** Start of Excerpt provided **

The movie begins with a group of British criminals on a private plane, as they fly to Virginia’s Appalachian Mountains to do a business deal: laundering money with a local millionaire oil baron named Preston (played by Ron Perlman, in yet another menacing role as a ruthless and shady character). The movie’s title comes from an area of the Appalachians called the Big Ugly, where Preston’s employees do a lot of their work.

The story’s main protagonist is a brooding thug named Neelyn (played by Jones), and he’s accompanied on the trip by his girlfriend Fiona (played by Lenora Crichlow), whom he’s been dating for six years. Also on the plane is the British crime group’s boss: a suit-wearing, bespectacled overlord named Harris (played by Malcolm McDowell), who has his underlings do his dirty work for him. “Back in London,” Neelyn says of the criminal hierarchy there, “Harris is the king.”

Harris is on this trip because he personally wants to deliver $32.7 million (which is about £25 million) in cash to Preston, who owns a large swath of land in the Appalachians, where he employs a loyal group of redneck types to mine the land for precious resources, such as oil. Harris and Preston are longtime allies who became friends after one of them saved the other’s life years ago. (It’s shown as a flashback in the movie.)

The reason for the trip, as Neelyn explains in one of his many gruff, Cockney-accented voiceovers in the film: “Preston needs cash flow. Harris needs a cleaner. Win win—for most.” It isn’t long before viewers see that Neelyn and Harris have a strained relationship with each other because Neelyn tends to be a bit rebellious. We see later in the film that Neelyn is the type of employee who will sometimes question what his boss tells him to do instead of blindly following orders.

The cash tradeoff happens smoothly after the private plane lands on the tarmac. Preston might be involved in illegal deals, but he wants everyone to know that he’s got a noble conscience when it comes to race relations and respecting the environment. But when it comes to murdering people who might get in his way, Preston’s “morality” flies right out the window.

After he gets Harris’ money, Preston has several employees gathered outside, when he sees that a few of his scruffy male employees have arrived in a truck displaying a Confederate flag. Preston immediately rips the flag from the truck, because he says he’s “read history” and he knows that the flag represents divisiveness. When the employees object to Preston taking the flag, he reacts by throwing the flag in a nearby garbage can. “This shit offends me,” Preston growls. “Riding around with [this flag] just says, ‘I’m a fucking loser.'”

Preston also starts lecturing to employees about his political philosophies: “You know, one of our biggest crimes as Americans is that our righteous morality towards nature rarely extends beyond our own backyard … I don’t frack. I don’t use bullshit chemicals. I treat the land with honor and leave it like God intended it to be.”

** End of Excerpt provided **
** Start of Given data **

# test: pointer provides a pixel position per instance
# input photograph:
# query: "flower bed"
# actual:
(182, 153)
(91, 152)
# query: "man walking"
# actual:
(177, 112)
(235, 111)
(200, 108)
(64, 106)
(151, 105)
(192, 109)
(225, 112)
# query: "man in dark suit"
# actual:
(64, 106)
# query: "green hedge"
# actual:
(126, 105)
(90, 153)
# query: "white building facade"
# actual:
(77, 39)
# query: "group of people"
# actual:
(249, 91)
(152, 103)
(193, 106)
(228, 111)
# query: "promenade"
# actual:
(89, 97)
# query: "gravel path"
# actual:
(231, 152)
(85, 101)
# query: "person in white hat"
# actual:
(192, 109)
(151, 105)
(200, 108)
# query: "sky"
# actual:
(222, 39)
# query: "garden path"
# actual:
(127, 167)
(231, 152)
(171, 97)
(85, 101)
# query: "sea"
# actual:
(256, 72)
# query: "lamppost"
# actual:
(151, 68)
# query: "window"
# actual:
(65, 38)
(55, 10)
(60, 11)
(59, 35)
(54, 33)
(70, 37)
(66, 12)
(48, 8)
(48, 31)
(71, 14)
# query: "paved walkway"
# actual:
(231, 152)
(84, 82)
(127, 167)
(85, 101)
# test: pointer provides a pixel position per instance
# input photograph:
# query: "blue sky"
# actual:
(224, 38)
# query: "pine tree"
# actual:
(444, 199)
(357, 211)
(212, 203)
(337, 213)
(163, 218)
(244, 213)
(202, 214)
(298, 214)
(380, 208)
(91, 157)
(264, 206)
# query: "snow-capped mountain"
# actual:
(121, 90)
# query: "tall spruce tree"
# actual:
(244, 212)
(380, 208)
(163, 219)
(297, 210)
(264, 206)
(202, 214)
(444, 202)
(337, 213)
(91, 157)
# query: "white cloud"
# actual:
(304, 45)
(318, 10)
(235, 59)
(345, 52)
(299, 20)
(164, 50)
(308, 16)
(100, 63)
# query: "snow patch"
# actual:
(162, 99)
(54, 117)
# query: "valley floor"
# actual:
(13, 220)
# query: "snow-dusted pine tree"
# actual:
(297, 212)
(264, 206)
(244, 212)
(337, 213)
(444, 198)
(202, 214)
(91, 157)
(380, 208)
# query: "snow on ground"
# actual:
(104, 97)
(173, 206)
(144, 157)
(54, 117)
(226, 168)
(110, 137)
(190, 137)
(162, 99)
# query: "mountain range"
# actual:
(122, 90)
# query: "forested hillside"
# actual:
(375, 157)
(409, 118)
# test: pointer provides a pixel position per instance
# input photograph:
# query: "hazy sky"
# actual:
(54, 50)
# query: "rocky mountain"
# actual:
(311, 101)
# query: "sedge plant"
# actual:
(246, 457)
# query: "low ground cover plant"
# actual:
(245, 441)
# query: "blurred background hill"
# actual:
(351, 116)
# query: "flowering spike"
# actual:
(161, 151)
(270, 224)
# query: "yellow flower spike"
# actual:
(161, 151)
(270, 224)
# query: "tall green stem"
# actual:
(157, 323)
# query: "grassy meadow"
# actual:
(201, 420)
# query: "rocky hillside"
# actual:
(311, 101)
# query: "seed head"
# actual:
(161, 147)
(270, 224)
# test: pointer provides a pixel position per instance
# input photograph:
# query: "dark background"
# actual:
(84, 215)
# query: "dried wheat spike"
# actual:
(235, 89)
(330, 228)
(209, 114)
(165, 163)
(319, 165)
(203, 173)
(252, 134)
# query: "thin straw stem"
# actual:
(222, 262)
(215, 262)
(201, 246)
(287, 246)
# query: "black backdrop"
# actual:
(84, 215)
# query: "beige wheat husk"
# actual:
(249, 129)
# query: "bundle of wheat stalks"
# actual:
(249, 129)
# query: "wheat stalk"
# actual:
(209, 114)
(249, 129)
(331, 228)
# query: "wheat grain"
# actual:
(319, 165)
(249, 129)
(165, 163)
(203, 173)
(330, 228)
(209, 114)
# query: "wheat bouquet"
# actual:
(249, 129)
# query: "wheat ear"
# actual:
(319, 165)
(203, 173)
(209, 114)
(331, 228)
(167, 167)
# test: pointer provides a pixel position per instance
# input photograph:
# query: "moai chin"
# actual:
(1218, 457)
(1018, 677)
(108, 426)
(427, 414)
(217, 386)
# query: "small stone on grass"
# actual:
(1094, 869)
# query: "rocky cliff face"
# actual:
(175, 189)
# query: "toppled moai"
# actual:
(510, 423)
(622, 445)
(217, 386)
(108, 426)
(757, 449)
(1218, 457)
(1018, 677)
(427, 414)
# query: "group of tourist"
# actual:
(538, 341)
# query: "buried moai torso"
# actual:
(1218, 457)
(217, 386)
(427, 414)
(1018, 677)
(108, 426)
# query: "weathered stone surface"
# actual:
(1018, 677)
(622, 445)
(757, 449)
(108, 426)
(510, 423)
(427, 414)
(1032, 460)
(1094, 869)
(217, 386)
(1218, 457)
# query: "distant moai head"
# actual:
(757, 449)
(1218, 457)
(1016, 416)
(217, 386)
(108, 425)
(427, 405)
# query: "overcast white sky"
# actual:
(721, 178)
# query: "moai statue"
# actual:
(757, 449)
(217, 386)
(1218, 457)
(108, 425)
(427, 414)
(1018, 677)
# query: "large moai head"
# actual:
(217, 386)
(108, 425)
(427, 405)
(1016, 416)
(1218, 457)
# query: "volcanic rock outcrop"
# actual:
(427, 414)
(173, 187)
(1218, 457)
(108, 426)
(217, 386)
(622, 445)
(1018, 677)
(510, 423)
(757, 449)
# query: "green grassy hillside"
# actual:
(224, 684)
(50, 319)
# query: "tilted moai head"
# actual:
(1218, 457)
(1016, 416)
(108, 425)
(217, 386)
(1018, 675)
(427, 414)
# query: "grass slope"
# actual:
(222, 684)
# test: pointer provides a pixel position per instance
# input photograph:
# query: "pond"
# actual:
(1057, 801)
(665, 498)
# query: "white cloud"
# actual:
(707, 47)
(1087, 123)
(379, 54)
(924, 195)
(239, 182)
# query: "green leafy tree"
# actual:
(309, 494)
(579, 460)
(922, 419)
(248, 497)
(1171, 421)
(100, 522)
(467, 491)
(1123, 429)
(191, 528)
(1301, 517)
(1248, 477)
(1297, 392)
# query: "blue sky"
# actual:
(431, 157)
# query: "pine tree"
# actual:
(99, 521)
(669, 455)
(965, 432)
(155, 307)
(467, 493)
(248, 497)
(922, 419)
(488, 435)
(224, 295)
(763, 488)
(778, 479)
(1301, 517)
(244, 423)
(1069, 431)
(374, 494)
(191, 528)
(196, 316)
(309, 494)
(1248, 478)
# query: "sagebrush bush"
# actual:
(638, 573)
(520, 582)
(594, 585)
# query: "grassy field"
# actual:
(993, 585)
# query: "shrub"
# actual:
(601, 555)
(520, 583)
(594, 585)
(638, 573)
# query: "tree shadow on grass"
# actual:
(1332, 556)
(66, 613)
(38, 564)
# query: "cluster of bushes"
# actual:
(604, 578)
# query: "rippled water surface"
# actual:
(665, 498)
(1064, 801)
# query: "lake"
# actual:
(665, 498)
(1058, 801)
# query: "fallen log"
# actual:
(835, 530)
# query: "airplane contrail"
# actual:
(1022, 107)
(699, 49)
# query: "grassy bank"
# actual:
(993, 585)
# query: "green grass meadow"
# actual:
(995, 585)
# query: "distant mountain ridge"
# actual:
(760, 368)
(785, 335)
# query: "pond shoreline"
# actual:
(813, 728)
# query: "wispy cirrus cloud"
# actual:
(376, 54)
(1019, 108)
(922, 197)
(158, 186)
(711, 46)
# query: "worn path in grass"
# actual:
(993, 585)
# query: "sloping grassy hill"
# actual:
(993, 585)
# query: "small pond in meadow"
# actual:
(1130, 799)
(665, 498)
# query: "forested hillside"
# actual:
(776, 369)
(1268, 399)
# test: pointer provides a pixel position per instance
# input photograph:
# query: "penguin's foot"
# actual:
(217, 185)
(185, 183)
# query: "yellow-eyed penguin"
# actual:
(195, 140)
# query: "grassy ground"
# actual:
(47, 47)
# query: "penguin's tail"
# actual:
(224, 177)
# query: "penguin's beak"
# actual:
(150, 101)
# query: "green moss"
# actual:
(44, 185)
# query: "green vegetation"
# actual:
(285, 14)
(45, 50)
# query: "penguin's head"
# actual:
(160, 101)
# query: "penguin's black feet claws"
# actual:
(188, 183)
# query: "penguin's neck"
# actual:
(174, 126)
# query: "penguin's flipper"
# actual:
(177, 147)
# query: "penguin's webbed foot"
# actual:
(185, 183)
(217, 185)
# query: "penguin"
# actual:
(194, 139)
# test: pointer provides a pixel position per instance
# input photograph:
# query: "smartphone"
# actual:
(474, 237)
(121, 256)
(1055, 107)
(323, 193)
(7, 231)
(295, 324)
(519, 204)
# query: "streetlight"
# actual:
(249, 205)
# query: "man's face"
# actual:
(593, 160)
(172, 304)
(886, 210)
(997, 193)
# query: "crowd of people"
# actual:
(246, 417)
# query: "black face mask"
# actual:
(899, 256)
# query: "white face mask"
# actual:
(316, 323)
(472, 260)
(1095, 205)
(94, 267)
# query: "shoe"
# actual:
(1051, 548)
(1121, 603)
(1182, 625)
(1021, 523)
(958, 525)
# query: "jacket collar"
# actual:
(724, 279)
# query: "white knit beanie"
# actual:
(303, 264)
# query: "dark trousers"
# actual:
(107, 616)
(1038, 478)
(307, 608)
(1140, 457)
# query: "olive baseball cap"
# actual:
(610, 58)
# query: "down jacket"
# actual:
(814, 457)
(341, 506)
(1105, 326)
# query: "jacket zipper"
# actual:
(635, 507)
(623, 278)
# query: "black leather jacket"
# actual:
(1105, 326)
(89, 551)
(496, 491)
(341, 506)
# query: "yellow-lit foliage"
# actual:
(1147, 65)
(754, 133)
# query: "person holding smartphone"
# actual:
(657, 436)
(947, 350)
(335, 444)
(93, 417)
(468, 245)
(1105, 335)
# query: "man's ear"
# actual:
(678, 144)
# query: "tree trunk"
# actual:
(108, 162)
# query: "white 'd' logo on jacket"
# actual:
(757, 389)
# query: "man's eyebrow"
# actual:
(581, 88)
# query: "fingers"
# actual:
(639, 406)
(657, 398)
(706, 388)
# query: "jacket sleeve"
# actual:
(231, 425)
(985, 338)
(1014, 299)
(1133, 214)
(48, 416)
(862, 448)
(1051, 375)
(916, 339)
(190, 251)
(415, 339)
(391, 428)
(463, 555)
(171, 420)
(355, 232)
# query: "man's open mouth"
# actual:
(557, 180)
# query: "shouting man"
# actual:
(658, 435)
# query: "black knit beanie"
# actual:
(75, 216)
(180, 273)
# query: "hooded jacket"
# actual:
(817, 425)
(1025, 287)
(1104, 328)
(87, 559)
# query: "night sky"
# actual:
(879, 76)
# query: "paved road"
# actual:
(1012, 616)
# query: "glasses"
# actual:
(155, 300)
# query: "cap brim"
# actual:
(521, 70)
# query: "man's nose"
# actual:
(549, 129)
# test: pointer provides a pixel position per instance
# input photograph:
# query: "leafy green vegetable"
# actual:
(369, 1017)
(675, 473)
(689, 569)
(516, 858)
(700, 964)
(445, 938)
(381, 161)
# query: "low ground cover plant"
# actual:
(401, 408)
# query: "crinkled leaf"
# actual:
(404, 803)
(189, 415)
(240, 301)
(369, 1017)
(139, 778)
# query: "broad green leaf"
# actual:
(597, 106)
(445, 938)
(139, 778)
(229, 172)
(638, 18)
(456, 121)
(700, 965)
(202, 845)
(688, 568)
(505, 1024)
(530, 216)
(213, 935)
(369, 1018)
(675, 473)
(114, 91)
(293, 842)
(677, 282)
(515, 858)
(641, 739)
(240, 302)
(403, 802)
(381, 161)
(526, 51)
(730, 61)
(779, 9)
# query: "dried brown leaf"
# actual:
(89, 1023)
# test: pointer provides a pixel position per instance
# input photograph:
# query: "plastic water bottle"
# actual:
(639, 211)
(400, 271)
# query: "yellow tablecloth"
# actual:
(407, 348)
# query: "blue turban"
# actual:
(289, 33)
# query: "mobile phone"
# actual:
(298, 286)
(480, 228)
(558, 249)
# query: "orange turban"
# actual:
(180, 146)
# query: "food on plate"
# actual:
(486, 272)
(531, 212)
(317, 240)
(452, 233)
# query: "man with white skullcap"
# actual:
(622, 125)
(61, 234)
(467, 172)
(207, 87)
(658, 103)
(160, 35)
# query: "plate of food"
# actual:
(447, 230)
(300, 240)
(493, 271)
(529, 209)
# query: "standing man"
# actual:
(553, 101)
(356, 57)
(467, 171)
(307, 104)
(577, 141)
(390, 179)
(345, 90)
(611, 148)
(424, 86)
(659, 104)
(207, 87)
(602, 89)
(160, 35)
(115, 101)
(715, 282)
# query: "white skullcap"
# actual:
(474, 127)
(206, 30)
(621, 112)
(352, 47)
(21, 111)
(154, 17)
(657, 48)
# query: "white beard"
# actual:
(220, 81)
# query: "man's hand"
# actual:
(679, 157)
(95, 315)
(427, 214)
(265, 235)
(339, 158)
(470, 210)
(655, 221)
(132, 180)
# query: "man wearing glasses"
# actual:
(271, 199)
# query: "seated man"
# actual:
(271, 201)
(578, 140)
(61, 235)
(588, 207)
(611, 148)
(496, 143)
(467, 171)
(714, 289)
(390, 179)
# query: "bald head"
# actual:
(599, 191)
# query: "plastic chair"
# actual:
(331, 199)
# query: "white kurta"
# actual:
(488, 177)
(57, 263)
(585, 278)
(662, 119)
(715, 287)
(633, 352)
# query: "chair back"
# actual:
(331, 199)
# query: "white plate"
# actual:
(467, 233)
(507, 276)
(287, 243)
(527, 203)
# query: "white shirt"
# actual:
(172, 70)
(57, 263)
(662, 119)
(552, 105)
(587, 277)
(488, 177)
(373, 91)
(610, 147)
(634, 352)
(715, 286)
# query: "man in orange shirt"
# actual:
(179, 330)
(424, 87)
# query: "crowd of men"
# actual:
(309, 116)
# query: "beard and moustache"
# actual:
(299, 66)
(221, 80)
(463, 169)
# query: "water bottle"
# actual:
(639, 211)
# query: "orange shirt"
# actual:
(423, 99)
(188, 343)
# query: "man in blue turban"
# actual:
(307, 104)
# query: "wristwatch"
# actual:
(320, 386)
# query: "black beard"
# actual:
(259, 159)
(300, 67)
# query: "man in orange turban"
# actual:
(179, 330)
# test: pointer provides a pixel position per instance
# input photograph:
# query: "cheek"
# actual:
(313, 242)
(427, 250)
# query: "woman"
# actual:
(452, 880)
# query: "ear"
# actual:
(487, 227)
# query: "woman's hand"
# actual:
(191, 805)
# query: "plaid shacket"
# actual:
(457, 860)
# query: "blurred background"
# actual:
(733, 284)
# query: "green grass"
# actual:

** End of Given data **

§ **Given exercise 1**
From the film review, extract verbatim the part that opens with the words containing "The reason for" and closes with "blindly following orders.".
§ **Given exercise 2**
Answer these questions using the film review:
(a) How long has Neelyn been dating Fiona?
(b) How much cash, in dollars, does Harris deliver to Preston?
(c) What does Preston throw into a nearby garbage can?

§ **Worked solution 1**
The reason for the trip, as Neelyn explains in one of his many gruff, Cockney-accented voiceovers in the film: “Preston needs cash flow. Harris needs a cleaner. Win win—for most.” It isn’t long before viewers see that Neelyn and Harris have a strained relationship with each other because Neelyn tends to be a bit rebellious. We see later in the film that Neelyn is the type of employee who will sometimes question what his boss tells him to do instead of blindly following orders.

§ **Worked solution 2**
(a) Six years.
(b) $32.7 million.
(c) The Confederate flag he ripped from his employees' truck.